SHORT EXERCISE 1
Find every line in the records below that contains the word "background", and copy each of those lines. Matching is case-sensitive.

##### PROVIDED PASSAGE

# ¡Autonomos!



## NBlackbourn (Feb 11, 2015)

Buenos dias extranjeros

I'm a graphic design graduate from a good UK uni. I've done freelance work before and I'm considering taking up a couple of relatively small time commissions alongside other interests now that I live in Barcelona (number one is already in the pipeline).

I've done my reading about autonomos in Spain, I understand the process of registration, requirements and taxes. I would be grateful for clarification of a couple of the finer points.

I understand that as this is the first time I will have registered as autonomo I'm eligible for discounts on my social security payments during the first months of registration. I also am aware that if the earnings are fairly sporadic and below national minimum wage (which in my case is quite likely) I am eligible for total exemption from the payments.

I assume this would be evaluated after the first year or six months of payment (how could it be evaluated before?) at which point I would be due a return if eligible?

Basically, with the nature of the work, I don't want to end up paying the total minimum €3000+ a year when my earning might end up being equal to or below!

If anyone could share with me their experience in this area I will be eternally grateful.

I appreciate all advice.
Thanks.


----------



## xabiaxica (Jun 23, 2009)

NBlackbourn said:


> Buenos dias extranjeros
> 
> I'm a graphic design graduate from a good UK uni. I've done freelance work before and I'm considering taking up a couple of relatively small time commissions alongside other interests now that I live in Barcelona (number one is already in the pipeline).
> 
> ...


you're talking about the _tarifa plana

_ have a read of this Tarifa Plana

http://learn-aprender.com/groups/wp-content/uploads/2014/12/AUTÓNOMO-PAYMENTS.pdf


----------



## NBlackbourn (Feb 11, 2015)

Thanks very much for the link, I've saved the PDF file.

Perhaps I'm being blind but I can't seem to spot any conditions for autonomos earning less than minimum wage in a year, my reading suggests this would qualify them for exemption from social security payments.

My working situation is going to be that I have a main full time job (covering my social security). On the side I wish to take on some paid and some unpaid design commissions. The total pay I receive for the design work over the course of a year could equal under the minimum wage.

I would just like someone with the experience of thee affairs to confirm this rule on exemption (I can't see it specifically mentioned in the Tarifa Plana, probably because my Spanish still needs considerable work). I would also like to be confirmed if I will be paying the first full year of social security before the year's income is declared to evaluate my eligibility for exemption.

##########
##### WORKING DATA

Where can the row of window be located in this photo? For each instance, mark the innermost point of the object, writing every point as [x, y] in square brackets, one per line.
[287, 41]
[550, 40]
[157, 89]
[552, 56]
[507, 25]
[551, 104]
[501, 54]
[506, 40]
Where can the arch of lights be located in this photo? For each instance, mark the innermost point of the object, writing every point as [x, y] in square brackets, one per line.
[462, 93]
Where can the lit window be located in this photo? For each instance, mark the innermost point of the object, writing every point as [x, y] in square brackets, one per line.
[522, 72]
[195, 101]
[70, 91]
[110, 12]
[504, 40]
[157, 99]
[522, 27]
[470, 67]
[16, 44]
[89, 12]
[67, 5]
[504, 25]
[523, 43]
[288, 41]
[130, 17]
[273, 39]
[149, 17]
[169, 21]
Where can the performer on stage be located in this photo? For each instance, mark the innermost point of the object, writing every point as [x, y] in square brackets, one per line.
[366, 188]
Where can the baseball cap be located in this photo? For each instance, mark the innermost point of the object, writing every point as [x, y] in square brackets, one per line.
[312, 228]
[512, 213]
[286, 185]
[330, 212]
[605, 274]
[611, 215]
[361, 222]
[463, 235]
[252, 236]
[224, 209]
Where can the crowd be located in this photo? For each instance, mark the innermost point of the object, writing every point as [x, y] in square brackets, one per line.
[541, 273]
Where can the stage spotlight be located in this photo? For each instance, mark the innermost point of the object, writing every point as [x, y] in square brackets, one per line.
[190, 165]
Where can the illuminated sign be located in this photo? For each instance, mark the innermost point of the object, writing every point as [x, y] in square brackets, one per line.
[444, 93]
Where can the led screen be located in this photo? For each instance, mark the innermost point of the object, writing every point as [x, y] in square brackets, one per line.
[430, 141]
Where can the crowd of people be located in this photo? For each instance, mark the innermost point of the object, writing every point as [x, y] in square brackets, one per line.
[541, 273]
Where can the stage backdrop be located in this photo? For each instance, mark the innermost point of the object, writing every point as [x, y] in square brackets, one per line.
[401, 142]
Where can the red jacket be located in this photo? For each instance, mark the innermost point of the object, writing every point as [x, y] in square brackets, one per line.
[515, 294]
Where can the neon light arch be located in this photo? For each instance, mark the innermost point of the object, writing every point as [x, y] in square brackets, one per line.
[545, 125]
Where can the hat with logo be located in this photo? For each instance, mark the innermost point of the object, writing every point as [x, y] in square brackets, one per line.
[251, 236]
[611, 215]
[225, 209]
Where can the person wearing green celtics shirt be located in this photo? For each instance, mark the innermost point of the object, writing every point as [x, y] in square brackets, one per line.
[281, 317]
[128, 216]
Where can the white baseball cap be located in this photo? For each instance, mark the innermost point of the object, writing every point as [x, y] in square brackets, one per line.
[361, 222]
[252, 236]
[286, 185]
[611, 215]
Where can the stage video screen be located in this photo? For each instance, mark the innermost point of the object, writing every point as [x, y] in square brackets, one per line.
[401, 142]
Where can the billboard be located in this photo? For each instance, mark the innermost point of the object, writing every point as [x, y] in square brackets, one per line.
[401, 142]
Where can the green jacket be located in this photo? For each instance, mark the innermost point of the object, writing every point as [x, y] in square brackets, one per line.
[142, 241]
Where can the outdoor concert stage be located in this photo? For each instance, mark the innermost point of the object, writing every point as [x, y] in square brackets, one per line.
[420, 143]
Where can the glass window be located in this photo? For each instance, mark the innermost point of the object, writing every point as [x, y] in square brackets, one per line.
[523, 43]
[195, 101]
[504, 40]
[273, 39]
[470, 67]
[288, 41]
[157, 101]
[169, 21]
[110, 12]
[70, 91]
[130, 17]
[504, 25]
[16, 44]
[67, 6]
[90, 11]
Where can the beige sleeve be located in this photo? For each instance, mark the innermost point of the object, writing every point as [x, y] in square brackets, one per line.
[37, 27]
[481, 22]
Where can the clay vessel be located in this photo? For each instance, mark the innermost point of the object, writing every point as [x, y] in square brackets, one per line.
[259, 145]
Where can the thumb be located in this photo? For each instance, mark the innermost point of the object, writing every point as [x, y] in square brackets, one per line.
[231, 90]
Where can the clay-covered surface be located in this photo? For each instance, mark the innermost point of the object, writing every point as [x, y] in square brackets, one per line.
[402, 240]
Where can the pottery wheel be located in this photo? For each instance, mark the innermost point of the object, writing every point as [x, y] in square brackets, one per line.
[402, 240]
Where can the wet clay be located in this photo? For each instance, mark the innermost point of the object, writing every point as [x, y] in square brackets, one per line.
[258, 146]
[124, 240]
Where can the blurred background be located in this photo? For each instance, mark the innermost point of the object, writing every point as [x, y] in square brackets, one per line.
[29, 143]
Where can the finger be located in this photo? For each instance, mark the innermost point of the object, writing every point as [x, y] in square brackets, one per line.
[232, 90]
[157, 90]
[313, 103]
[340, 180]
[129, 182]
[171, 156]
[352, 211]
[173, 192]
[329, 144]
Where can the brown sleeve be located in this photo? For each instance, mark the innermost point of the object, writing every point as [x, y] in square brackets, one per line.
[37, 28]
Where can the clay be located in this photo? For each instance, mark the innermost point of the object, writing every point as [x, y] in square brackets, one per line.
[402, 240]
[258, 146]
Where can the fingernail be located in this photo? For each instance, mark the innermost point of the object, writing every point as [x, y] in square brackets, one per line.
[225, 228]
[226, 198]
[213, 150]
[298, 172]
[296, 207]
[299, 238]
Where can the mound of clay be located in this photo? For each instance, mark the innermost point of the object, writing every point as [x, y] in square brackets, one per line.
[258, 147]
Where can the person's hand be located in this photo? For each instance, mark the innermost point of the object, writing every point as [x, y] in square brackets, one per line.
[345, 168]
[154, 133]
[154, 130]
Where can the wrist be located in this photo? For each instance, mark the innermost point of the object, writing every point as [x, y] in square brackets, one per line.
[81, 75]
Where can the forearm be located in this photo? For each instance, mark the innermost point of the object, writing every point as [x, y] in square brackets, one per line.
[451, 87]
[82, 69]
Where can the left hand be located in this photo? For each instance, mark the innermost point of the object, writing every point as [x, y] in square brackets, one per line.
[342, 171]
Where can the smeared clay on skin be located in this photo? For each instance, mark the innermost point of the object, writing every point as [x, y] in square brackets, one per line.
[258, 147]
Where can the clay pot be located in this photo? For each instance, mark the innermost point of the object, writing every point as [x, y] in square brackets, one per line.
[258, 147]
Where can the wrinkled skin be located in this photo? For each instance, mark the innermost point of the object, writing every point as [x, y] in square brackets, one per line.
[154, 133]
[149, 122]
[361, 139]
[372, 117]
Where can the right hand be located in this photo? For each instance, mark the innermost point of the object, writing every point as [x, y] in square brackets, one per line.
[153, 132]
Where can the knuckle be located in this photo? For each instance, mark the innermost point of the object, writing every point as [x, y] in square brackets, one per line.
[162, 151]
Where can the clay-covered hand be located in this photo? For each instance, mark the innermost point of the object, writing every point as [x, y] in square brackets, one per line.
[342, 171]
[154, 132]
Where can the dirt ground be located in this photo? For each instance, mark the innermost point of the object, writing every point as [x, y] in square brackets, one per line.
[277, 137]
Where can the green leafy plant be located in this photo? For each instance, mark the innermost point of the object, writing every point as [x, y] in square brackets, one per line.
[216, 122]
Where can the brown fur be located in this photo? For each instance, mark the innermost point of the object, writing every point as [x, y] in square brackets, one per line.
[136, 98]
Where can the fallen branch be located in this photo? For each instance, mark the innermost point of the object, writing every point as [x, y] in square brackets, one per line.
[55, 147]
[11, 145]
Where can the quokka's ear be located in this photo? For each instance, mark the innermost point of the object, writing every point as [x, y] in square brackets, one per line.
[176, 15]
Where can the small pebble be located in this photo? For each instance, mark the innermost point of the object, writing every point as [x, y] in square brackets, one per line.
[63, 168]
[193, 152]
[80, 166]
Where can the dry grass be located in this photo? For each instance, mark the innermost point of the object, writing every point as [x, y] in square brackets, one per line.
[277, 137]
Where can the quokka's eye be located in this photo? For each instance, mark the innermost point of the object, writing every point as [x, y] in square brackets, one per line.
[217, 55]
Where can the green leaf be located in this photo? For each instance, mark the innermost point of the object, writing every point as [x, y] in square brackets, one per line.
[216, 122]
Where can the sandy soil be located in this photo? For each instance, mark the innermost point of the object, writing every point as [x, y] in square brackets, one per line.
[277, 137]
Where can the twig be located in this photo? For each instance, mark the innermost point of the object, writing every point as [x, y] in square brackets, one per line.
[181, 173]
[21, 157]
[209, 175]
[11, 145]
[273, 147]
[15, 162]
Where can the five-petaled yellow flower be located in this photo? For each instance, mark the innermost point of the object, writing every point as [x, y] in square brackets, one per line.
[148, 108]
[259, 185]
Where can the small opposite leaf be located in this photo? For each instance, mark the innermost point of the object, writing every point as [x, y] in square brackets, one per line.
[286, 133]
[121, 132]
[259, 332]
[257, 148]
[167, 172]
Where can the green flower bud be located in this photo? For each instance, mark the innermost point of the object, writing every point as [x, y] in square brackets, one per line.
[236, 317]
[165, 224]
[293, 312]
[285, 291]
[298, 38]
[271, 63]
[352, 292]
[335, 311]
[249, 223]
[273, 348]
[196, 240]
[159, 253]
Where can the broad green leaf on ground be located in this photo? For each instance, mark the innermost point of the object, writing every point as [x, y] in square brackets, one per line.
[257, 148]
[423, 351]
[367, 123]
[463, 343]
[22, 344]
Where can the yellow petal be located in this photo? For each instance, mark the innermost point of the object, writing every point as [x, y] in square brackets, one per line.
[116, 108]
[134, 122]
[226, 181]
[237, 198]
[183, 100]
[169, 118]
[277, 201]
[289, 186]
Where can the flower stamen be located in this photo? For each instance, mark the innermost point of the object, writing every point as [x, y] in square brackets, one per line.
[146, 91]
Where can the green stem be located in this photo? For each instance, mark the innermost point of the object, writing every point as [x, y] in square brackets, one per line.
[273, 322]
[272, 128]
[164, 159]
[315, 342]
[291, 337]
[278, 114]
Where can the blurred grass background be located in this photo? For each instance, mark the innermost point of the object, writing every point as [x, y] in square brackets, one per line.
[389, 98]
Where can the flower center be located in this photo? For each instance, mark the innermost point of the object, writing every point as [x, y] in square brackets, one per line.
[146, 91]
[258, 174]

##########

SHORT EXERCISE 2
Reproduce word for word the portion of the forum thread on registering as autonomo in Spain that runs from "Basically, with the" up to and including "(Jun 23, 2009)".

EXERCISE RESULT 1
Where can the blurred background be located in this photo? For each instance, mark the innermost point of the object, writing every point as [x, y] in square brackets, one per line.
Where can the blurred grass background be located in this photo? For each instance, mark the innermost point of the object, writing every point as [x, y] in square brackets, one per line.

EXERCISE RESULT 2
Basically, with the nature of the work, I don't want to end up paying the total minimum €3000+ a year when my earning might end up being equal to or below!

If anyone could share with me their experience in this area I will be eternally grateful.

I appreciate all advice.
Thanks.


----------



## xabiaxica (Jun 23, 2009)